═════ Recorded information

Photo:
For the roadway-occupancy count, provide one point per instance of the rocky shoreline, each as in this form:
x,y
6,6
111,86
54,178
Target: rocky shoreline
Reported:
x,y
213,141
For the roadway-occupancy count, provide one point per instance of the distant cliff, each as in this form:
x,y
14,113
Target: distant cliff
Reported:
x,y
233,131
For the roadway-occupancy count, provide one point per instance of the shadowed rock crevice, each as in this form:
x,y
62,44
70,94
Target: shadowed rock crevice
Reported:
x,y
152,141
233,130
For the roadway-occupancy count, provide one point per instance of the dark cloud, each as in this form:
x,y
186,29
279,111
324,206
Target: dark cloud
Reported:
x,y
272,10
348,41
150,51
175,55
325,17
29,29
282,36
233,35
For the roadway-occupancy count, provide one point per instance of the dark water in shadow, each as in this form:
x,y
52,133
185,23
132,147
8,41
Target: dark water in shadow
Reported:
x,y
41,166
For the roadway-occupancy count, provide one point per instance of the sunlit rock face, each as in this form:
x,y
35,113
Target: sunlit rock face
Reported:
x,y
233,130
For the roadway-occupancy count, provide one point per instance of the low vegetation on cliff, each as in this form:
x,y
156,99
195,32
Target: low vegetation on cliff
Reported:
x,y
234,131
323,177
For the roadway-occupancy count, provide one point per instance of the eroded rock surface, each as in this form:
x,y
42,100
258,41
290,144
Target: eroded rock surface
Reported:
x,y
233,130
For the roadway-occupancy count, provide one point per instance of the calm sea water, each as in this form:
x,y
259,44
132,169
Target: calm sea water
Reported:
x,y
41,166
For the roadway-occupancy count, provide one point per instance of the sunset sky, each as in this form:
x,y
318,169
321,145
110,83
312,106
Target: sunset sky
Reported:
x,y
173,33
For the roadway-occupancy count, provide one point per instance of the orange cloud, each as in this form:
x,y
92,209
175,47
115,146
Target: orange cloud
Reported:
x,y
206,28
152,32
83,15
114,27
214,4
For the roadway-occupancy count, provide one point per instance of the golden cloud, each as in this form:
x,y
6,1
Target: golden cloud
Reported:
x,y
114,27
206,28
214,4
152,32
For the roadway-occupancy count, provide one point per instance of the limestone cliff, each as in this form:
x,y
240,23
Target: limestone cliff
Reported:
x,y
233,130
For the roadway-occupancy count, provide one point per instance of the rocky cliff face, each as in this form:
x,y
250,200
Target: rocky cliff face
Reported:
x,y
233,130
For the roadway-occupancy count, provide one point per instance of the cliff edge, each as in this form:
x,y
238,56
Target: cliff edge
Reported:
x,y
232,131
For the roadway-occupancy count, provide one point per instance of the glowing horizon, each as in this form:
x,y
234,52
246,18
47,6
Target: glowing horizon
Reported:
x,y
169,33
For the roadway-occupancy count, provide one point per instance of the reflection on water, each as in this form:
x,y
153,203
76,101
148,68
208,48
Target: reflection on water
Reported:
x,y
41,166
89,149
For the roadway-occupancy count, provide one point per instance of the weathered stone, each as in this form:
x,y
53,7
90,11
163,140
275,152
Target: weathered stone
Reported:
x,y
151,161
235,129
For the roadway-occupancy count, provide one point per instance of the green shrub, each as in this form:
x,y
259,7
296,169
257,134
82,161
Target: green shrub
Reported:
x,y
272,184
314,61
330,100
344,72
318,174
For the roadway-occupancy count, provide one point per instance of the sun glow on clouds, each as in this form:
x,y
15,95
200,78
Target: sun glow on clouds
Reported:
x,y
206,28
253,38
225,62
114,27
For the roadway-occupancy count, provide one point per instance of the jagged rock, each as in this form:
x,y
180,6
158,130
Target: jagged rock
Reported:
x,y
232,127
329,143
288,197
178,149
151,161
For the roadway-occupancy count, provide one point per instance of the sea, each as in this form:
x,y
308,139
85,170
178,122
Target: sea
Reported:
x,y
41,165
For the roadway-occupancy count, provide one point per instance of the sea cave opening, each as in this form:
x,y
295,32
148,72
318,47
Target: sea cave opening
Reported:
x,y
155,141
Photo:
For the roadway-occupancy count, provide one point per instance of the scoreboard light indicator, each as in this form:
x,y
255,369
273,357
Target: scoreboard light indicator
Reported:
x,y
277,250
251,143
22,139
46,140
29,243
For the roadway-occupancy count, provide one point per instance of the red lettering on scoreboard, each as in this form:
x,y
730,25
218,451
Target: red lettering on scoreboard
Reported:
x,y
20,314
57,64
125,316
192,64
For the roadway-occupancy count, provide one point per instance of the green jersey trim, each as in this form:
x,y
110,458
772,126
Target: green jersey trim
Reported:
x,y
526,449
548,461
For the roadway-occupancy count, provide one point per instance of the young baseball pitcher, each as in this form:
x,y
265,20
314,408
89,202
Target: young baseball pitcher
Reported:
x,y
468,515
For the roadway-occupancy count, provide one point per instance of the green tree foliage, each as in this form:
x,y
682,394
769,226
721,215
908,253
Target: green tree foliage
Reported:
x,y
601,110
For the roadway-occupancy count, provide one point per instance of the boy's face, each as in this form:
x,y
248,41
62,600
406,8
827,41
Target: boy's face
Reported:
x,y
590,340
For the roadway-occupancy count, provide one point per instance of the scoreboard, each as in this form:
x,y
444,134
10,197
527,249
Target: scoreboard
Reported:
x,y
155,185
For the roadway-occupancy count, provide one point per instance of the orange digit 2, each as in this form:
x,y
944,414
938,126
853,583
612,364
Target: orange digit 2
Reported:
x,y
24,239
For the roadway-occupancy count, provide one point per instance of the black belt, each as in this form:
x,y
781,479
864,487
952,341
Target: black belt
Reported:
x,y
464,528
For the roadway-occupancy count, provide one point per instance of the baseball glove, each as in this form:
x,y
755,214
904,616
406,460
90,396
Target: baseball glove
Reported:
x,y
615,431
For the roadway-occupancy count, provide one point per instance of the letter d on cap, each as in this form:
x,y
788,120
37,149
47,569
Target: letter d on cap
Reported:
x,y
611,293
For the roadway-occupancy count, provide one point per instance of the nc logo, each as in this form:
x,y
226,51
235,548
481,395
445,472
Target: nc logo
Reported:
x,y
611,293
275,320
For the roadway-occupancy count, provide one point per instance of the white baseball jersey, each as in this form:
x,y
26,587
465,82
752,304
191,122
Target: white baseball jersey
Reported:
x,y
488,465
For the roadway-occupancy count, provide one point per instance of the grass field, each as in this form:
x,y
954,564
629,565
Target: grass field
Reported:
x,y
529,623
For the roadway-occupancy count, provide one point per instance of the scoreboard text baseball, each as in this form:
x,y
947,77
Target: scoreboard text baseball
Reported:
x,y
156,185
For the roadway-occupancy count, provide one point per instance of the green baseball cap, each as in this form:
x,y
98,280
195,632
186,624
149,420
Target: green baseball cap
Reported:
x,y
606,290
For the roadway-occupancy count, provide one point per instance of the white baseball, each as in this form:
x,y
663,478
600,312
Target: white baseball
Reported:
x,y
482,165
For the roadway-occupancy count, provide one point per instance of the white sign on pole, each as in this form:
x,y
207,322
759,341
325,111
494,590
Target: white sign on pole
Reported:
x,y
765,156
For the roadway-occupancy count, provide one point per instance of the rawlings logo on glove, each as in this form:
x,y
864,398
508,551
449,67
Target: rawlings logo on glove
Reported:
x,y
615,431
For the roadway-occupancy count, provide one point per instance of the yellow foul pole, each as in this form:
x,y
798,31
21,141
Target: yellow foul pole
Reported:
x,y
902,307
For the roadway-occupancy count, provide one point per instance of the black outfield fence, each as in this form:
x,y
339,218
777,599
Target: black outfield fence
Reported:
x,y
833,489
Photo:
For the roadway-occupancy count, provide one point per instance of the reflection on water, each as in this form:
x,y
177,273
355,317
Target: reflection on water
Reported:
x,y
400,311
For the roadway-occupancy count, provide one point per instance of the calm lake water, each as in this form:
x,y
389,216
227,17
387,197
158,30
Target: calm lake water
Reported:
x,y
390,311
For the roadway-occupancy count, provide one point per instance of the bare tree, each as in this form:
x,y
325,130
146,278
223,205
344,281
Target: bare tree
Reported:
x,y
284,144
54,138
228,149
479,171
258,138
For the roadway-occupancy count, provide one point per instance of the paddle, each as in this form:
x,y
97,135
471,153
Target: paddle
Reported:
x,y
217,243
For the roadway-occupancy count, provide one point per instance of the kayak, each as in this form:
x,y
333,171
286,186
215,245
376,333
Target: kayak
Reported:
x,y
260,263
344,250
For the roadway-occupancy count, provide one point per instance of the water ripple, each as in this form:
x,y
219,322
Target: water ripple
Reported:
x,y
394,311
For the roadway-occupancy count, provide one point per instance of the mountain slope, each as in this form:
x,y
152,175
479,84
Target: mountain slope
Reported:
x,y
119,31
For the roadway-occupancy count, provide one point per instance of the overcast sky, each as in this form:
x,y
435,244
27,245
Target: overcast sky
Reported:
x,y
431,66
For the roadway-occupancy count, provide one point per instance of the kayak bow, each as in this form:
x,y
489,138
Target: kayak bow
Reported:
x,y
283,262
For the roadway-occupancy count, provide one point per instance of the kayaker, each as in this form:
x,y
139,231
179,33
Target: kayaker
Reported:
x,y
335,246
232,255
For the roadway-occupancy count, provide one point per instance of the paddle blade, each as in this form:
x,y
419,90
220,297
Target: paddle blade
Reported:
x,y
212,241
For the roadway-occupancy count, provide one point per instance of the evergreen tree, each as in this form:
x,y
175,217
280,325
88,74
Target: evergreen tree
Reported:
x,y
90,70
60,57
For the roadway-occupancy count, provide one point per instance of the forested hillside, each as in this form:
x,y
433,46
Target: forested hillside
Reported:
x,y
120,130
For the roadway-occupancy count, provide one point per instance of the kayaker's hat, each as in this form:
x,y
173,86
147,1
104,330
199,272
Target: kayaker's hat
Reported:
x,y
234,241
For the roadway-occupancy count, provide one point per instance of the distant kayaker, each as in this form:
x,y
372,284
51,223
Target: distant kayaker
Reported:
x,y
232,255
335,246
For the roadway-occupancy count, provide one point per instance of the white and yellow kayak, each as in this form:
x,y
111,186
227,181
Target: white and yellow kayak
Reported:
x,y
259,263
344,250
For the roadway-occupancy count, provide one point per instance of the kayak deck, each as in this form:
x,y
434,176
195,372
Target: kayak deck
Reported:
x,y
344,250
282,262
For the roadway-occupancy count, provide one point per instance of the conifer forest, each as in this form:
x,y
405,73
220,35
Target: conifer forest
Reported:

══════════

What this task involves:
Your response should be each line that includes the word "glove", copied from the records.

The completed task:
For the roadway-occupancy count, provide one point per instance of the baseball glove, each as in this form:
Target: baseball glove
For the roadway-occupancy count, provide one point per instance of the rawlings logo on glove, each as in this form:
Target: rawlings logo on glove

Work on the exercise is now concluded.